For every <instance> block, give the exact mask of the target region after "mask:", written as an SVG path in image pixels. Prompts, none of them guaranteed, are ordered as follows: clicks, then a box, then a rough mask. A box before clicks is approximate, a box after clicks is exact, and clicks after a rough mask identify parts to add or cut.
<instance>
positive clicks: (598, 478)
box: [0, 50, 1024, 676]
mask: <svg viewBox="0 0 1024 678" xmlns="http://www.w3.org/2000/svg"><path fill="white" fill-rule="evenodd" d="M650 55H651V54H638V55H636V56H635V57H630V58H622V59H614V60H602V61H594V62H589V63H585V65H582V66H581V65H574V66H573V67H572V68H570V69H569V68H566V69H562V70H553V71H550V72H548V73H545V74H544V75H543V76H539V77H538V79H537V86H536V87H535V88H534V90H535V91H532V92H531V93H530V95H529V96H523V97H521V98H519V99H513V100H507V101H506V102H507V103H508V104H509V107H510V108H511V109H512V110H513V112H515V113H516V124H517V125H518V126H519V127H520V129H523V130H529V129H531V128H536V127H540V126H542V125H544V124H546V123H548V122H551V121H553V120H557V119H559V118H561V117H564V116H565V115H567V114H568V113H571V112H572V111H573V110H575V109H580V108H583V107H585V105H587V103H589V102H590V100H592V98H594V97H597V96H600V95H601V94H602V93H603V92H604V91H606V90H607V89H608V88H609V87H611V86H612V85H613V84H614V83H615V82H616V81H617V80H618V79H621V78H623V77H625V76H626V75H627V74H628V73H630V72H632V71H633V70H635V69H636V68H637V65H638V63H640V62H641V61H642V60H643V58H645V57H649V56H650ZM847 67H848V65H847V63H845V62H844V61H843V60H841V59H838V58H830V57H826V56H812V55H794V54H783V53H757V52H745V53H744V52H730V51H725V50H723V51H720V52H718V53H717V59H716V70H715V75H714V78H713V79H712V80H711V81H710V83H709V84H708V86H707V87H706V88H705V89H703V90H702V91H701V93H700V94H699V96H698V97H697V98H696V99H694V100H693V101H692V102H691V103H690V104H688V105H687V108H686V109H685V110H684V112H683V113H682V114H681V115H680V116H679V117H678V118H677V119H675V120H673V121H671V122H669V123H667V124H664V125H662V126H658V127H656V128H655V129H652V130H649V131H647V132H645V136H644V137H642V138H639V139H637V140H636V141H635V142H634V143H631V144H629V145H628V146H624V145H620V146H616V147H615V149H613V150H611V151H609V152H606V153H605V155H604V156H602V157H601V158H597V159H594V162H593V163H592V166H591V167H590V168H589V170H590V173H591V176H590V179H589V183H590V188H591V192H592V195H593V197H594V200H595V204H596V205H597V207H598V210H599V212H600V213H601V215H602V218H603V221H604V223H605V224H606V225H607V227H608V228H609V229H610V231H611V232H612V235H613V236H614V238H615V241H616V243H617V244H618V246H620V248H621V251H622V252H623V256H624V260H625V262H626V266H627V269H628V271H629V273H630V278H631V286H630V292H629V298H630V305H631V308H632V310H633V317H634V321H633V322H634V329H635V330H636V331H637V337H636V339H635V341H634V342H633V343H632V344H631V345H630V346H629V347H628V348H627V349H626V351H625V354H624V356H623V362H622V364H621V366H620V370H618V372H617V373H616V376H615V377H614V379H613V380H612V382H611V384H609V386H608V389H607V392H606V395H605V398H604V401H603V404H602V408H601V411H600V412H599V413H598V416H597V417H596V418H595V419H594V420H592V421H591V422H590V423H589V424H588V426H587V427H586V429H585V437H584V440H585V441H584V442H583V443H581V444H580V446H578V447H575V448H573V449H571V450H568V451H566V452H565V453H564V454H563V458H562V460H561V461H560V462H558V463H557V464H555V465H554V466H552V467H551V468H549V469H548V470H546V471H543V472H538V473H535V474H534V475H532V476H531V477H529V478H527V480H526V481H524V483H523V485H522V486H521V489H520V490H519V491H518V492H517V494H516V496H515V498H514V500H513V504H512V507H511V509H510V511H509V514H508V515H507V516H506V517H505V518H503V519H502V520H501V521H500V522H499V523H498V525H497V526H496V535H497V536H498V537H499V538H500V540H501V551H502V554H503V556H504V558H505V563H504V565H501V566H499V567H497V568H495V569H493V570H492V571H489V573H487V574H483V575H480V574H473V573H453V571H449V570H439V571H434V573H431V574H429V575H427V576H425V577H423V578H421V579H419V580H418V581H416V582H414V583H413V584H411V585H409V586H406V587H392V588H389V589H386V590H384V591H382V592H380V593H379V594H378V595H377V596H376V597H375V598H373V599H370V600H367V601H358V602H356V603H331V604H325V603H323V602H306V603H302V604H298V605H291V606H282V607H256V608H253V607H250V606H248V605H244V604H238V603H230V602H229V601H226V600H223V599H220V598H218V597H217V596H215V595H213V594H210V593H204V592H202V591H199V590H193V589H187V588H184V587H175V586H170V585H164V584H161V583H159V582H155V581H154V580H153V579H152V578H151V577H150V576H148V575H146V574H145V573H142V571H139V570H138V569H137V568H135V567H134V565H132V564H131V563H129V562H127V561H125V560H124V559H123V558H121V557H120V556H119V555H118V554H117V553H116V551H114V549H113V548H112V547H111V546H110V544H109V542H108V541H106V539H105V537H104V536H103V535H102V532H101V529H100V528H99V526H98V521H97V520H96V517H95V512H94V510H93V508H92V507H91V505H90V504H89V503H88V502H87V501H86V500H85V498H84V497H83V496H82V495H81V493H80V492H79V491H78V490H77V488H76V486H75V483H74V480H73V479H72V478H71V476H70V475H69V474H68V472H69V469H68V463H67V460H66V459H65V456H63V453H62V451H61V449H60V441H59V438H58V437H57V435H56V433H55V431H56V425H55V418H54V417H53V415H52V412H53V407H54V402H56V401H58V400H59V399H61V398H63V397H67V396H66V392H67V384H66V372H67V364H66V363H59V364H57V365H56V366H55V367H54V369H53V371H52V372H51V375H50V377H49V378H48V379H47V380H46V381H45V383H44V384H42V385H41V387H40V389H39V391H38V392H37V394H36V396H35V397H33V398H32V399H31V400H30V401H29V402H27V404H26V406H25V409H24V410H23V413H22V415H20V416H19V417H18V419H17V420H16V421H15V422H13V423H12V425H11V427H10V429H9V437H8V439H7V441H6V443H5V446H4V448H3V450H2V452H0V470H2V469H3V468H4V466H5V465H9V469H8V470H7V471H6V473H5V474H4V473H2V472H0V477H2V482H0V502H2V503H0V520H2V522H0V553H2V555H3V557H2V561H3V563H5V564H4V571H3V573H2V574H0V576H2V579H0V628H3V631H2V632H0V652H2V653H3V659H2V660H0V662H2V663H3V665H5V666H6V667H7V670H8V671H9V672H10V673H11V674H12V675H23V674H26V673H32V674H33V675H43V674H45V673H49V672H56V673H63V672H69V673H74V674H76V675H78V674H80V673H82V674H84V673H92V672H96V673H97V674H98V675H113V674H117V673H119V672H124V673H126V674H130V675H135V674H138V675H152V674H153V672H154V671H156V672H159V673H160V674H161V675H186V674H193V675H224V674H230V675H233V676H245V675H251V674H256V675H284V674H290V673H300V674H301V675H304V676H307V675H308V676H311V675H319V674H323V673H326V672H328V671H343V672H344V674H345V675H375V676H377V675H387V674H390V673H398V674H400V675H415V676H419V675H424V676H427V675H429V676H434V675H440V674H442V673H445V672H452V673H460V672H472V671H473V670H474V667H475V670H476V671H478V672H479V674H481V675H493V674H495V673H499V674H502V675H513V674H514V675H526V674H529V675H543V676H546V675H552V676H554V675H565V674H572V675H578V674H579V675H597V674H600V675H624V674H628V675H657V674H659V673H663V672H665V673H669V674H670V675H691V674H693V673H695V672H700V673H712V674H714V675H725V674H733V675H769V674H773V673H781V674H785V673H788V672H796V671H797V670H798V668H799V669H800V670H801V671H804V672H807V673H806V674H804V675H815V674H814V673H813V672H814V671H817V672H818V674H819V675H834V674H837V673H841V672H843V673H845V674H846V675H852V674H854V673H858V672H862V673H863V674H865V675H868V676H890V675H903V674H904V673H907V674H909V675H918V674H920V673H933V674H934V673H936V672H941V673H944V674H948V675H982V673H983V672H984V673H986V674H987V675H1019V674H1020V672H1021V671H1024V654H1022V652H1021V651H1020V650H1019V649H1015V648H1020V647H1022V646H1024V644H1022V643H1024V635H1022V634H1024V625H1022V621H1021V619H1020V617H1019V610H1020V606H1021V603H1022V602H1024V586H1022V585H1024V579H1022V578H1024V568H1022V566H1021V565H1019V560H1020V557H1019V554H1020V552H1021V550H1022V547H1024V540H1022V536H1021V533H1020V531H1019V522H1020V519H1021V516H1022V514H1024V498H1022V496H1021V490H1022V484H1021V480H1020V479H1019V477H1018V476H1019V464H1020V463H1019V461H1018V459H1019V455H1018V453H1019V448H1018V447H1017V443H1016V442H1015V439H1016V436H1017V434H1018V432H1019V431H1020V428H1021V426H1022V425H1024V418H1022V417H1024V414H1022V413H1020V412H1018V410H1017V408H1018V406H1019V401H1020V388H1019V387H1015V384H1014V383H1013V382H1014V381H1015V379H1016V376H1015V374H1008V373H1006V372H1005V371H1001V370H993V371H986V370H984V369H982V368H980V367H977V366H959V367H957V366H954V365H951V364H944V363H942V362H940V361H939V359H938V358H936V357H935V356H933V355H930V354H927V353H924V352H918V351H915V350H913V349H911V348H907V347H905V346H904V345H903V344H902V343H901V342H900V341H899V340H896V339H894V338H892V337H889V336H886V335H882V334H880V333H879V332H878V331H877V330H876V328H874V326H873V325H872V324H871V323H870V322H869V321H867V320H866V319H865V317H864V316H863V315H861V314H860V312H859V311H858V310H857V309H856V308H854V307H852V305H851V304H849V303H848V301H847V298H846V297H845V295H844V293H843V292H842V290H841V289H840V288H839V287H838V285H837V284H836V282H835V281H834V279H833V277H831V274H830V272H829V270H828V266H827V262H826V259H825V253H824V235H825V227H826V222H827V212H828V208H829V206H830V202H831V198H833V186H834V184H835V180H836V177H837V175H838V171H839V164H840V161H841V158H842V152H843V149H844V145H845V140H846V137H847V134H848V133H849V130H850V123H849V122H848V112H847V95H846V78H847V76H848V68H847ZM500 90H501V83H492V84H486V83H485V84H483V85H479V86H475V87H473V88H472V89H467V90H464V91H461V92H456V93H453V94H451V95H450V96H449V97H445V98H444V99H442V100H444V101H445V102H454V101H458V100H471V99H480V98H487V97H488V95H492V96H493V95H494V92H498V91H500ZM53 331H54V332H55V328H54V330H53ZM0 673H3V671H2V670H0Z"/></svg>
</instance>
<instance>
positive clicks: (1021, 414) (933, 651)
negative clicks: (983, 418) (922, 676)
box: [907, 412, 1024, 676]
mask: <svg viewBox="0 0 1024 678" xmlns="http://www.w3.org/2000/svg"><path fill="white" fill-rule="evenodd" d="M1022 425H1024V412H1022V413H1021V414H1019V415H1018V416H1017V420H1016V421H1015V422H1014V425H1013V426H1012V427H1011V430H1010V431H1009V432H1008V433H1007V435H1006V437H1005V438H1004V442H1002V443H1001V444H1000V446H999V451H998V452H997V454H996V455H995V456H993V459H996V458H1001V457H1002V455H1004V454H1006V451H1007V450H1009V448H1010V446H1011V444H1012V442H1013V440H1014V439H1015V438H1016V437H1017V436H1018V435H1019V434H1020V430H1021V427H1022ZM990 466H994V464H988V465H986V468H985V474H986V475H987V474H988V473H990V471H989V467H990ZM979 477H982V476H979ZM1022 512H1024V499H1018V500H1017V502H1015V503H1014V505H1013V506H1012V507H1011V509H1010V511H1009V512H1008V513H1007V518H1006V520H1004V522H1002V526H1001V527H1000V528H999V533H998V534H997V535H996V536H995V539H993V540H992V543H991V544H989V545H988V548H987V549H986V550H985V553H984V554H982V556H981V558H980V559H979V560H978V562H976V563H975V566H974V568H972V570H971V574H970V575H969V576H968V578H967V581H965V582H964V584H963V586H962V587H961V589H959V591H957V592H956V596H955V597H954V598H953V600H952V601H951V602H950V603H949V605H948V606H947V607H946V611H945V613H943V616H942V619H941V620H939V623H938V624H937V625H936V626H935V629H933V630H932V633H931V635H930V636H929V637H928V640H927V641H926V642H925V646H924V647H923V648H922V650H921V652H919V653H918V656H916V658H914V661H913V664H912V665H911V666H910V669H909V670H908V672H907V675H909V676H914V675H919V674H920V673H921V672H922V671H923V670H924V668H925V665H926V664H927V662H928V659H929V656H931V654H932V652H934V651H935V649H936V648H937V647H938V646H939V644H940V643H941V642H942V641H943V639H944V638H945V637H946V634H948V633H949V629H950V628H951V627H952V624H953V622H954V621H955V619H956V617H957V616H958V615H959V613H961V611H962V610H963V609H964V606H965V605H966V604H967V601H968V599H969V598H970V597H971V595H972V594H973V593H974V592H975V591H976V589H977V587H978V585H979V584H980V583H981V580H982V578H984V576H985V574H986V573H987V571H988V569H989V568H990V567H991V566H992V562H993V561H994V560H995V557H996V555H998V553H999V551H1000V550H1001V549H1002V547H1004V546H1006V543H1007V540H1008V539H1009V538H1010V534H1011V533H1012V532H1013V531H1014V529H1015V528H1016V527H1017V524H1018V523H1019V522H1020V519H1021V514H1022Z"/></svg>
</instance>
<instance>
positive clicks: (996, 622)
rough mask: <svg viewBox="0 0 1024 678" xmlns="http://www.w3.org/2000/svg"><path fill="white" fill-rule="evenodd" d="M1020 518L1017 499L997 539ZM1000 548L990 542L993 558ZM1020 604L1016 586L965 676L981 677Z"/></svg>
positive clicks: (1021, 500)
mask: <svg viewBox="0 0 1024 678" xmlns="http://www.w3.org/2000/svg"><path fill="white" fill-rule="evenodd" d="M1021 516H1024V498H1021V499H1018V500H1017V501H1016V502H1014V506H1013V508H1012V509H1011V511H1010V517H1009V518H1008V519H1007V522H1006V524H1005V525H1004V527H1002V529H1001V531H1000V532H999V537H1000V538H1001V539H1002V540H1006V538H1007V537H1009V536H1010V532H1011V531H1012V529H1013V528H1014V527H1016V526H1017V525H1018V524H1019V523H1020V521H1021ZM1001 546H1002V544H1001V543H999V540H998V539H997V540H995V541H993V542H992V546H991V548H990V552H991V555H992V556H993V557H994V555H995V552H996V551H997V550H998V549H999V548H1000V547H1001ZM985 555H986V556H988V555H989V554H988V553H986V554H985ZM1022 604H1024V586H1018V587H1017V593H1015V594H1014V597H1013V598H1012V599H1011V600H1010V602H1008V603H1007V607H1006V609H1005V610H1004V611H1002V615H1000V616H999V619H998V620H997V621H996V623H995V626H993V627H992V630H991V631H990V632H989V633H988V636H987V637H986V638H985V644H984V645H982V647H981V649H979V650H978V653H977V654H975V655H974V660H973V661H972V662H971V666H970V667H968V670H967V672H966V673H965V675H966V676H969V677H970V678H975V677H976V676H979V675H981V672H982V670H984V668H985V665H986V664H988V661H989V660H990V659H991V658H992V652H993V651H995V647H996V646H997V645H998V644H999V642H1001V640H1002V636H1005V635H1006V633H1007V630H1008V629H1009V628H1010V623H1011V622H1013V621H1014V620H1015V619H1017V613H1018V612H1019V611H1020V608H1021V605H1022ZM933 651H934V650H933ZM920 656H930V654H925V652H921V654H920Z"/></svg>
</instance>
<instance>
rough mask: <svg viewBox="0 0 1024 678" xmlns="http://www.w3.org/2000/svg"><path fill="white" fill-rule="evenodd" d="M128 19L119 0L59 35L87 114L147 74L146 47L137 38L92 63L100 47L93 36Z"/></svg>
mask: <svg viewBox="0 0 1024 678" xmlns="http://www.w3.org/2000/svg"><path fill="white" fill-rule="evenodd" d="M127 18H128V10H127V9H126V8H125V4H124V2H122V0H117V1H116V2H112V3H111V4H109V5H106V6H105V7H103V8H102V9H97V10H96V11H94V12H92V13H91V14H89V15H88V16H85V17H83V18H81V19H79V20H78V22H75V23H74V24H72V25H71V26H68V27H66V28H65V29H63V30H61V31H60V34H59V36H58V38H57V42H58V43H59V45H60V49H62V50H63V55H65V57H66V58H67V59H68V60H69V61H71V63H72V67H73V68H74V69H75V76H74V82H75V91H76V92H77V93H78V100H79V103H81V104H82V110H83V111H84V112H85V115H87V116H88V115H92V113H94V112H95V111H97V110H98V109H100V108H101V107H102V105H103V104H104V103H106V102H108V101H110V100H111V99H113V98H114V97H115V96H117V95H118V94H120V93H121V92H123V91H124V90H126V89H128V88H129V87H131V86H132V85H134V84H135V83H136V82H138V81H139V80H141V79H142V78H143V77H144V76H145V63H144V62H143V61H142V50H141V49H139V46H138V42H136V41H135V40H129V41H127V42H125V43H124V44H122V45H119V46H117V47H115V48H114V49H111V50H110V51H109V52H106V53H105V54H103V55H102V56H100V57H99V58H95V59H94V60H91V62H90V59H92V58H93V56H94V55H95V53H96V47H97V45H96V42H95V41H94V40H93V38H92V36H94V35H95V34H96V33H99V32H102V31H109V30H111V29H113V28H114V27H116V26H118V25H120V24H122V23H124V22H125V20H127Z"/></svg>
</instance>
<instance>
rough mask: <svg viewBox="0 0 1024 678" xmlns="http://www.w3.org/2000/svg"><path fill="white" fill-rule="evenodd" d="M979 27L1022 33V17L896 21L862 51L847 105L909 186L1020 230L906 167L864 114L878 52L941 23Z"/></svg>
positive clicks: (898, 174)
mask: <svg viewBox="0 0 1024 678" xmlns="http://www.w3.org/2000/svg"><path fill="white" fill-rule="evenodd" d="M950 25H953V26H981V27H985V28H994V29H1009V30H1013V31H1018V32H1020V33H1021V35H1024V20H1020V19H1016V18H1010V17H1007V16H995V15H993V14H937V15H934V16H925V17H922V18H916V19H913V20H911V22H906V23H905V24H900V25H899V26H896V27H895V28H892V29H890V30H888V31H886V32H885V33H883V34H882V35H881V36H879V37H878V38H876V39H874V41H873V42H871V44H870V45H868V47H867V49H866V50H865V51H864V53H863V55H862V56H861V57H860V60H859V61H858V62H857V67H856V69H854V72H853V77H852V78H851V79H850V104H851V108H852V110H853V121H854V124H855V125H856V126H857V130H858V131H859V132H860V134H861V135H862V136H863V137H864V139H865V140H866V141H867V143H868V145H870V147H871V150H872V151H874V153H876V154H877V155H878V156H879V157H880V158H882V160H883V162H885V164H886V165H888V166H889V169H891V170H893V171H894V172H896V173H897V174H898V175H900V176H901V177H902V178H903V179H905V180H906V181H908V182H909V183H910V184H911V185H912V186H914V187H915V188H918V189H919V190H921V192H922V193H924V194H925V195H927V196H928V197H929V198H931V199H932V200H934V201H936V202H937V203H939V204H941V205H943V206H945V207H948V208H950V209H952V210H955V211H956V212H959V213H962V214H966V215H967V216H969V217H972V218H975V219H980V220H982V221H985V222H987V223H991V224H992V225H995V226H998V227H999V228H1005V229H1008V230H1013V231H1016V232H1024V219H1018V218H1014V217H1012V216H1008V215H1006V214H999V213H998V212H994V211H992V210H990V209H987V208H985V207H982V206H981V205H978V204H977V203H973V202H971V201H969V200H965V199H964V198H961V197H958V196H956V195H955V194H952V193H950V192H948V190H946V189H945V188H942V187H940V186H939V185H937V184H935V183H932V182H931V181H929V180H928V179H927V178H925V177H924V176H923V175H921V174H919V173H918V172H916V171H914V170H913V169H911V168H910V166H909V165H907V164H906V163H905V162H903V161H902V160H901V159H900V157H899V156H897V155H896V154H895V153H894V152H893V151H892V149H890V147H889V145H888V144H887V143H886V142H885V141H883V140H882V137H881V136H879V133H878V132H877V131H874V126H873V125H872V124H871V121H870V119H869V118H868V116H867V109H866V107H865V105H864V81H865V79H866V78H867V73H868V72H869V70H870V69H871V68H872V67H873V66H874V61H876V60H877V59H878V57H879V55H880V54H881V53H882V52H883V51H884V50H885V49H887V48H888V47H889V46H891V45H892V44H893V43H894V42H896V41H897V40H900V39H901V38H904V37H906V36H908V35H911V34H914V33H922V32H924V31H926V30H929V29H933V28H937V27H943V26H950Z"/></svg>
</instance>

- [Activity] Give the lines again from the first line up to and including the line with "box: [0, 50, 1024, 676]", with "positive clicks" switched to "foreground clicks" and nothing else changed.

- [Response]
For every <instance> block, give the exact mask of the target region after "mask:", written as an SVG path in image pixels. Prompts, none of them guaranteed, are ordered as follows: clicks, then a box, then a rough mask. A box before clicks is approximate, a box after clicks is exact, and clicks after a rough mask identify parts to add or cut.
<instance>
foreground clicks: (598, 478)
box: [0, 50, 1024, 676]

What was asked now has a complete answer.